=== Begin Enclosure ===

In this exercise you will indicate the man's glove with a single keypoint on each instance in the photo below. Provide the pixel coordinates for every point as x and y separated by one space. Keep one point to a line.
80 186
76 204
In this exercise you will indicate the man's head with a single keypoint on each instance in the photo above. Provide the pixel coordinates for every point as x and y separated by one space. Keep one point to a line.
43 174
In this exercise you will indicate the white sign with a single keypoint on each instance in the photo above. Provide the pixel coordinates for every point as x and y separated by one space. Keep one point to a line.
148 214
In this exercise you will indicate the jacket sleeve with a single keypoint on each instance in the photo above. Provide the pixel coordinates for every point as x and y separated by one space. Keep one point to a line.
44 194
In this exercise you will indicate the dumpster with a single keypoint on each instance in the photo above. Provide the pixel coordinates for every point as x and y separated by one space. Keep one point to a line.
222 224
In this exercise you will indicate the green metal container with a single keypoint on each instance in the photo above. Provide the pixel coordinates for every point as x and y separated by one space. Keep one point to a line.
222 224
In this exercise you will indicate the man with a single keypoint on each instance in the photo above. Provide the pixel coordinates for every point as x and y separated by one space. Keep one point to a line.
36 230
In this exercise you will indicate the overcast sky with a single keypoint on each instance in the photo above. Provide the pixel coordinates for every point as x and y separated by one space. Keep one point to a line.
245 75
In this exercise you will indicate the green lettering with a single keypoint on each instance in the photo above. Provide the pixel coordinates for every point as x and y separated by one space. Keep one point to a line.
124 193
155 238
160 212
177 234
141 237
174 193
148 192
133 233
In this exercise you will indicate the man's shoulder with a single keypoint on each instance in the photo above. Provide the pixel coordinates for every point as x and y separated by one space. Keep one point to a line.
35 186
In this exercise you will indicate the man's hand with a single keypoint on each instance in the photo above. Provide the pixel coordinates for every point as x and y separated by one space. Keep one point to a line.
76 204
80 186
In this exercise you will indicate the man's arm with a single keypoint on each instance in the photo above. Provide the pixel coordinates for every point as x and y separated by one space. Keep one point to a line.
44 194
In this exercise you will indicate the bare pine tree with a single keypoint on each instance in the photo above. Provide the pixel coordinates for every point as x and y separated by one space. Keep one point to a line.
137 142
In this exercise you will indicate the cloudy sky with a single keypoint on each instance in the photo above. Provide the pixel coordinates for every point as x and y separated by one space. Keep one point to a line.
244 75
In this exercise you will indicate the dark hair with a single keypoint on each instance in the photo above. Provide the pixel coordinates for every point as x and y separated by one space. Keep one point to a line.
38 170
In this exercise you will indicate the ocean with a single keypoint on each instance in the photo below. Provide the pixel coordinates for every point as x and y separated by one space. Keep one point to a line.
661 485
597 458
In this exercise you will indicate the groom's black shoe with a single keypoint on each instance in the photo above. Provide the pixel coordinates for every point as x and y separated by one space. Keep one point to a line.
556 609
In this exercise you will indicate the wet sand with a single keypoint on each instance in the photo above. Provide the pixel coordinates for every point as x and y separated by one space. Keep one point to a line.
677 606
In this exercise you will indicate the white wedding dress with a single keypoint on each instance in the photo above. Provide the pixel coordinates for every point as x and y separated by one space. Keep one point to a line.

=== End Enclosure ===

What is expected –
Having read the material, return all of it word for word.

Expected answer –
In this exercise you will indicate the man's glove with a single keypoint on each instance in the photo below. Provide the pixel coordinates for every point as x and y separated by one space. Keep one point to a line.
80 186
76 204
In this exercise you will indicate the man's head with a single keypoint on each instance in the photo above. Provide the pixel coordinates for every point as x and y separated by one space. Keep one point to a line.
43 174
In this exercise you will indicate the white sign with a single keypoint on each instance in the photo above. Provide the pixel coordinates for every point as x and y separated by one space. Keep one point to a line.
148 214
In this exercise you will indicate the jacket sleeve with a single keypoint on each instance in the photo above. Provide the pixel coordinates for every point as x and y separated by one space. Keep one point to a line.
44 194
In this exercise you will indicate the dumpster with a single keypoint on each instance in the photo above. Provide the pixel coordinates for every point as x and y separated by one space. Keep one point to a line.
222 224
In this exercise you will indicate the green metal container with a single keypoint on each instance in the photo above. Provide the pixel coordinates for every point as x and y separated by one space. Keep one point to a line.
222 224
In this exercise you will indicate the man with a single keypoint on each instance in the photo above. Provide the pixel coordinates for every point as x and y separated by one space. Keep one point to a line.
36 230
In this exercise you will indicate the overcast sky with a single keypoint on each instance in the photo above. Provide the pixel coordinates for every point as x and y separated by one space. Keep one point to a line.
245 75
In this exercise you will indicate the green lettering with a single keypoint on each instance in the photo above. Provide the pixel coordinates for every point as x and y separated by one space. Keep one point to a line.
124 193
155 238
160 212
177 234
141 237
174 193
148 192
133 233
In this exercise you will indicate the man's shoulder with a single keypoint on each instance in the photo above. Provide the pixel coordinates for every point as x and y separated by one space. Keep one point to a line.
35 186
In this exercise you will indicate the man's hand with a single keypoint on each instance in the photo above. Provide the pixel coordinates for every point as x and y separated by one space. Keep one point to a line.
76 204
80 186
In this exercise you will indicate the man's arm with a single keypoint on each instance in the photo above. Provide the pixel coordinates for every point as x and y separated by one space. Keep one point to a line.
44 194
In this exercise you will indicate the bare pine tree with a single keypoint on each instance in the photo above. Provide the pixel coordinates for every point as x and y separated by one space. Keep one point to a line.
137 142
In this exercise you will indicate the cloudy sky with a single keypoint on each instance in the photo above. Provide the pixel coordinates for every point as x and y separated by one space. Keep one point to a line.
244 75
In this exercise you will indicate the dark hair with a single keypoint on each instance in the photo above. Provide the pixel coordinates for every point as x and y separated by one space. Keep one point to a line.
38 170
In this exercise you will indicate the ocean with a single keypoint on each instance in the photo below. Provide the pixel coordinates for every point as x and y separated by one space. Keep one point to a line.
661 485
597 458
In this exercise you will indicate the groom's black shoe with a single keypoint on each instance in the photo above. Provide the pixel coordinates for every point as x and y separated by one space. Keep one point to a line.
556 609
In this exercise you will indicate the wet sand with a single keypoint on each instance in the photo above. Provide the pixel coordinates for every point as x and y separated by one space. Keep one point to a line.
677 606
In this exercise you will indicate the white wedding dress with a single keypoint on each instance in the photo above. Provide the pixel coordinates for every point as x and y separated by one space. Keep one point to a line.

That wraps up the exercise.